═════ RECORD LIST
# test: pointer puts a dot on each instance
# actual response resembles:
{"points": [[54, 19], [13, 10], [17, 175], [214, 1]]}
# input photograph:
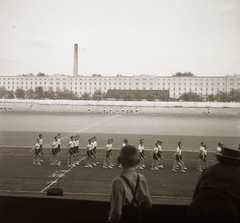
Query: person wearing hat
{"points": [[217, 194], [130, 196]]}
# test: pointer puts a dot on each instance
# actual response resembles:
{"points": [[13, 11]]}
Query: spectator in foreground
{"points": [[217, 194], [129, 190]]}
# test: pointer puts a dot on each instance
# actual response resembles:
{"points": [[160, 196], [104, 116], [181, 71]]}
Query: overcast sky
{"points": [[128, 37]]}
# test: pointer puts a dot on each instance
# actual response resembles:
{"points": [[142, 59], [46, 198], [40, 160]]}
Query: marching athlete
{"points": [[107, 160], [37, 153], [125, 142], [89, 154], [200, 155], [179, 159], [160, 156], [41, 146], [70, 152], [155, 157], [141, 165], [94, 139], [54, 153], [76, 150]]}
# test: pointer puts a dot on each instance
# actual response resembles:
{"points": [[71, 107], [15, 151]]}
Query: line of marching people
{"points": [[90, 157]]}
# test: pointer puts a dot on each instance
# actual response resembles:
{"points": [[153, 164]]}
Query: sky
{"points": [[127, 37]]}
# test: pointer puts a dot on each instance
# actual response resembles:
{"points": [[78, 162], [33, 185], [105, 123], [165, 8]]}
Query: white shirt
{"points": [[155, 150], [179, 151], [219, 149], [71, 144], [37, 146], [54, 145], [140, 147], [108, 147], [159, 148]]}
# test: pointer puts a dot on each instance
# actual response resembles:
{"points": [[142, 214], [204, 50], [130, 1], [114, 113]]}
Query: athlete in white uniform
{"points": [[200, 155], [37, 153], [54, 153], [70, 152], [141, 165]]}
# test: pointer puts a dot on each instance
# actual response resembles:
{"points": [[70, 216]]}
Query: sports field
{"points": [[19, 131]]}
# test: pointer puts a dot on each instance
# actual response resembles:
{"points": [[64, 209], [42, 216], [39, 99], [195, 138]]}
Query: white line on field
{"points": [[55, 181], [92, 194]]}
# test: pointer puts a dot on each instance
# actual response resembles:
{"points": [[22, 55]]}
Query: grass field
{"points": [[19, 131]]}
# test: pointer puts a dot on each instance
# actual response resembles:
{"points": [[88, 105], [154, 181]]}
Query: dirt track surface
{"points": [[18, 133]]}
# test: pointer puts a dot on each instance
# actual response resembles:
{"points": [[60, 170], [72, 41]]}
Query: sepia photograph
{"points": [[119, 111]]}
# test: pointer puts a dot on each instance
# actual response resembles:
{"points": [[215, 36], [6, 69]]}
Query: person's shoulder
{"points": [[142, 177]]}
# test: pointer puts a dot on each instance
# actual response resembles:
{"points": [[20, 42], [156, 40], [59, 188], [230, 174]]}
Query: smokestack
{"points": [[75, 65]]}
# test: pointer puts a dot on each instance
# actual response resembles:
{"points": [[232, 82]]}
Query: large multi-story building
{"points": [[176, 85]]}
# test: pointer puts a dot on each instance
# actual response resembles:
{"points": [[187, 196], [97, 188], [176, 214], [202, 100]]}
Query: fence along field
{"points": [[19, 131]]}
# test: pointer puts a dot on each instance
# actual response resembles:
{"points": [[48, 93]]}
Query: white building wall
{"points": [[90, 84]]}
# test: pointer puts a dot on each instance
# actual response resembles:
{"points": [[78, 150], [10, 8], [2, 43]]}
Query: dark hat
{"points": [[229, 155]]}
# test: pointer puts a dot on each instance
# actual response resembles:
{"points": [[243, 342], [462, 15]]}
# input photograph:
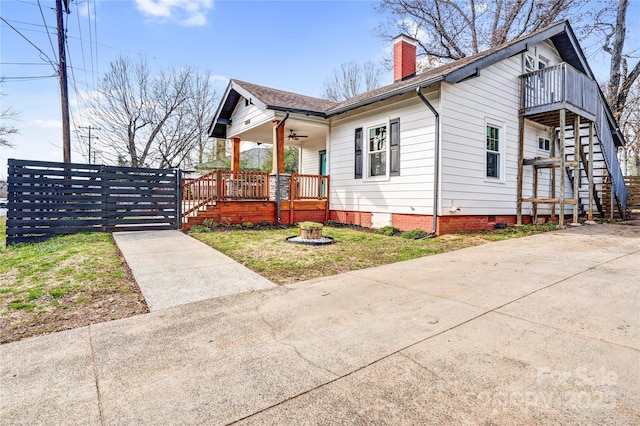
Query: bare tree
{"points": [[454, 29], [350, 80], [621, 78], [150, 120], [6, 130], [202, 103], [630, 125]]}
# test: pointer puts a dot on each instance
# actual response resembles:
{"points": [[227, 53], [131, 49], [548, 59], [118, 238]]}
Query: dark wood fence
{"points": [[47, 199]]}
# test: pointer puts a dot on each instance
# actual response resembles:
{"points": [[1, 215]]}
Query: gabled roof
{"points": [[560, 34], [265, 98]]}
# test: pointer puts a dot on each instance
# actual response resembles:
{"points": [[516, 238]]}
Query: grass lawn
{"points": [[65, 282], [267, 253]]}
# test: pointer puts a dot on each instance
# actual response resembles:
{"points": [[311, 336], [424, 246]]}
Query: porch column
{"points": [[235, 156], [278, 147]]}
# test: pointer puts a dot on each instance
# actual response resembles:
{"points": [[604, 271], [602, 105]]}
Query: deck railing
{"points": [[559, 84], [309, 187], [562, 86], [610, 154], [222, 185], [243, 185], [197, 193]]}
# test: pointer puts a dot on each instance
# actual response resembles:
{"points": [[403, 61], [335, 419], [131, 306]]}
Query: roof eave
{"points": [[387, 95], [297, 111], [219, 109]]}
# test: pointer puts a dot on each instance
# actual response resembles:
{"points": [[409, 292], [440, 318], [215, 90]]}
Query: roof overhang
{"points": [[560, 34]]}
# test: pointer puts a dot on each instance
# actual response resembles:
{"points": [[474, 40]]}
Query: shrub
{"points": [[414, 234], [210, 223], [389, 231], [310, 225]]}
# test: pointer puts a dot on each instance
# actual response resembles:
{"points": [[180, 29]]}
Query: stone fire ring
{"points": [[322, 241]]}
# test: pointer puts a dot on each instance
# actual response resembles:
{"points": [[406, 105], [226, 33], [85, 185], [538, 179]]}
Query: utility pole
{"points": [[64, 91], [89, 127]]}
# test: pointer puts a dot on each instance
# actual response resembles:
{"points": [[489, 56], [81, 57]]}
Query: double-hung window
{"points": [[544, 144], [380, 150], [493, 141], [377, 138]]}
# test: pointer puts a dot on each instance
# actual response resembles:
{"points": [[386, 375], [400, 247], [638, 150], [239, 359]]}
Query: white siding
{"points": [[246, 117], [466, 108], [309, 156], [412, 191]]}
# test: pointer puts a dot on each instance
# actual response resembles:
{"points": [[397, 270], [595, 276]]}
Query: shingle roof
{"points": [[281, 99], [453, 72]]}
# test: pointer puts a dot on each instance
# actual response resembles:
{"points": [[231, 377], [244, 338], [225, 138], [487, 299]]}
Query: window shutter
{"points": [[394, 144], [358, 156]]}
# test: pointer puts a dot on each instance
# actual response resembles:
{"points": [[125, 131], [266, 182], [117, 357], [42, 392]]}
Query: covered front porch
{"points": [[235, 197], [255, 113]]}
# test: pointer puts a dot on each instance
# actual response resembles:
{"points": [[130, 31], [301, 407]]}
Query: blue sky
{"points": [[290, 45]]}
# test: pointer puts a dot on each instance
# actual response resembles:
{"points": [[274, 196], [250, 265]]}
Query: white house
{"points": [[459, 147]]}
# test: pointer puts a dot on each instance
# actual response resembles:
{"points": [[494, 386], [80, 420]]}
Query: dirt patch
{"points": [[65, 283]]}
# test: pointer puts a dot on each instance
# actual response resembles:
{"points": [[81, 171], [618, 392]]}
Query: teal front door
{"points": [[323, 170], [323, 162]]}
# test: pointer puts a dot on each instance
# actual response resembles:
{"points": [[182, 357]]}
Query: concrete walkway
{"points": [[173, 269], [540, 330]]}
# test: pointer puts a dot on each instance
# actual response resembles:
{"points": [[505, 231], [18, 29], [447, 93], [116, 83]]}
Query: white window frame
{"points": [[546, 141], [532, 57], [369, 152], [501, 152]]}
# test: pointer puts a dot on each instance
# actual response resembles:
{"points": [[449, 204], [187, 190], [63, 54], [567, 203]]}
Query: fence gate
{"points": [[47, 199]]}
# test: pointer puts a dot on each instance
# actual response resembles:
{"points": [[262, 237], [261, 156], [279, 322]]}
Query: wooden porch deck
{"points": [[236, 197]]}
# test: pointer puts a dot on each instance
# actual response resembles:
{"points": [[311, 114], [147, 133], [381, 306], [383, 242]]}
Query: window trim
{"points": [[547, 141], [358, 162], [368, 153], [501, 152], [394, 147]]}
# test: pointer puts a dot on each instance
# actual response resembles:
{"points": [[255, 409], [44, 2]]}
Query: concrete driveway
{"points": [[544, 329]]}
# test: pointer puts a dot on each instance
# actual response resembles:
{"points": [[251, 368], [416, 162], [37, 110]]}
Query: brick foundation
{"points": [[453, 224], [351, 218], [446, 224]]}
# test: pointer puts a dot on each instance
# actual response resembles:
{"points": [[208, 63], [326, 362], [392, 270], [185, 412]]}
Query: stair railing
{"points": [[610, 154]]}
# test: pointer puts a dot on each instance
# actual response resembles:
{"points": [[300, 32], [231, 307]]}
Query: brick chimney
{"points": [[404, 57]]}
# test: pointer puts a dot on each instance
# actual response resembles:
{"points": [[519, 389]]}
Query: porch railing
{"points": [[243, 185], [222, 185], [309, 187], [556, 86]]}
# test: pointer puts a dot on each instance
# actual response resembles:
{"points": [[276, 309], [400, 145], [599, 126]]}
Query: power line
{"points": [[84, 63], [90, 36], [31, 43], [64, 90], [47, 27], [28, 78]]}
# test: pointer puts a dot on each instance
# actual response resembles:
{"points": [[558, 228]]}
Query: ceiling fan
{"points": [[293, 136]]}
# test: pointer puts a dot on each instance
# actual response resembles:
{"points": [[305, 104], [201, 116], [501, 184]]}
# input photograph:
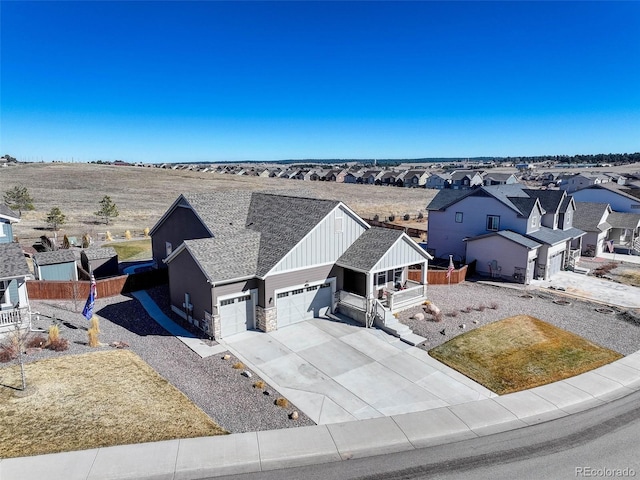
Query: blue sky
{"points": [[231, 81]]}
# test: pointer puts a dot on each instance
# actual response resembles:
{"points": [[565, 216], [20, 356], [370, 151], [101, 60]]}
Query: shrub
{"points": [[59, 345], [36, 342], [54, 333]]}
══════════
= WORK INSTRUCTIONS =
Select and copy every line of the records that contains the string "deck", matching case exactly.

= ANSWER TO THE PROBLEM =
Query: deck railing
Query: wooden porch deck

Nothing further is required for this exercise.